Supplied text:
- Opening Delimiter -
So sorry for the delay, a nasty stomach virus struck us down in our house this last week. It started last Saturday night. Alex and I were staying the night at my parents house since we got back late from a day trip, well I woke up to a sick little one at midnight, sick all over the bed we were sharing. Poor guy was so upset. Then all say Sunday he would urp up everything that went in his mouth. Luckily water was kept down, but anything else his body just refused. Sunday night started the other end, and that didn’t stop till Wednesday. But then I started on Thursday night with it. YUCK!!! Alex of course thought it was super funny that mommy didn’t have the luxury of a pull-up and had to run to the potty every time. Needless to say potty training has been on the back burner a bit. :O)

I was having a very hard week last week, I was sad, lonely and depressed. Casey was out of town on business and Alex and I were both sick. I also realized that I really don’t have as many close friends as I thought, and none of them can even come close to relating since they are all single and childless. It can be really frustrating to realize that you’re basically alone in the friendship department. The friends I do have, really don’t seem to count our friendship as dear or as important as I do. I felt neglected and alone. Plus I think I was PMSing. :O)Then comes Saturday and I am at an event listening to a fabulous person speak and she asks us if we are surrounding ourselves with the people we most want to be like. My answer was No. I don’t want to be single, or childless, or different then me, but that is what all my friends are. I like being a mother and wife. She said that some people experience inner conflict when their real lives and the lives of those around them do not mesh. No wonder I have been upset! I kept trying to compare my fabulous life to these singletons, and was frustrated. So I spent the rest of my weekend being happily aware that I am married and a mommy. I will still keep my single friends as friends, but I need to find some Moms to bond with. Because honestly how much is a singleton going to relate to Rotavirus or potty training triumphs when they only have bars, cosmos, and single lives in mind. Some day maybe we will be able to connect on those topics, but for now I am not expecting much any more. That just might be the trick.

Talk to you all soon! Love and Huggles and mommy vibes to all that need them.
- Closing Delimiter -
Stored data entries:
- Opening Delimiter -
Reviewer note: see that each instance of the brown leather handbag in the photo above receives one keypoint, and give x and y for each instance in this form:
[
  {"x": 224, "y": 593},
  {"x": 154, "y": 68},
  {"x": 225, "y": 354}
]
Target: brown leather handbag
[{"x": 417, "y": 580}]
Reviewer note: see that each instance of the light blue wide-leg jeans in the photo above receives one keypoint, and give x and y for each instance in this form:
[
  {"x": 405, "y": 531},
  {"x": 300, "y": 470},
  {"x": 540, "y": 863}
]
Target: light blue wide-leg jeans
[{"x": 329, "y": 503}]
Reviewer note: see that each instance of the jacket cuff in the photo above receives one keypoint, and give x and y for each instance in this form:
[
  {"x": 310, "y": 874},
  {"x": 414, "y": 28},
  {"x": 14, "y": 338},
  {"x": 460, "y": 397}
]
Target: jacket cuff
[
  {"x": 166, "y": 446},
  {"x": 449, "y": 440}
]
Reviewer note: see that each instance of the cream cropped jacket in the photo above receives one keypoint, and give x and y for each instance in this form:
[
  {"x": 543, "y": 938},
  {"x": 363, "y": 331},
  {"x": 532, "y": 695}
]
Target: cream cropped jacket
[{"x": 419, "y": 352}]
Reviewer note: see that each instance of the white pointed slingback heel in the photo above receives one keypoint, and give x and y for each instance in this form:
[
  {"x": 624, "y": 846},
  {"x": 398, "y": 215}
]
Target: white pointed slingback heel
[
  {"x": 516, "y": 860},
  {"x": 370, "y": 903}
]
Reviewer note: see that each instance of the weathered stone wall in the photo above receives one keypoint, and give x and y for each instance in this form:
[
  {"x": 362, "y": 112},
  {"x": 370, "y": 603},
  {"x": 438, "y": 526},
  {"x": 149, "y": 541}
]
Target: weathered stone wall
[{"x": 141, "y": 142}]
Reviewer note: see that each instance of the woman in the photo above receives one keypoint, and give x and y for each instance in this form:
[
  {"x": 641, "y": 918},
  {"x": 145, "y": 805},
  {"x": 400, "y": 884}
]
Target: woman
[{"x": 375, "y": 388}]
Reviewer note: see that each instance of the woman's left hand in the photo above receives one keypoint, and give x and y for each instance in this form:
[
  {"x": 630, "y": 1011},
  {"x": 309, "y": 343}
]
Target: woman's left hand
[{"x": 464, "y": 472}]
- Closing Delimiter -
Task to carry out:
Copy word for word the passage of the blog post that starts at "So sorry for" and ends after "burner a bit. :O)".

Answer space:
So sorry for the delay, a nasty stomach virus struck us down in our house this last week. It started last Saturday night. Alex and I were staying the night at my parents house since we got back late from a day trip, well I woke up to a sick little one at midnight, sick all over the bed we were sharing. Poor guy was so upset. Then all say Sunday he would urp up everything that went in his mouth. Luckily water was kept down, but anything else his body just refused. Sunday night started the other end, and that didn’t stop till Wednesday. But then I started on Thursday night with it. YUCK!!! Alex of course thought it was super funny that mommy didn’t have the luxury of a pull-up and had to run to the potty every time. Needless to say potty training has been on the back burner a bit. :O)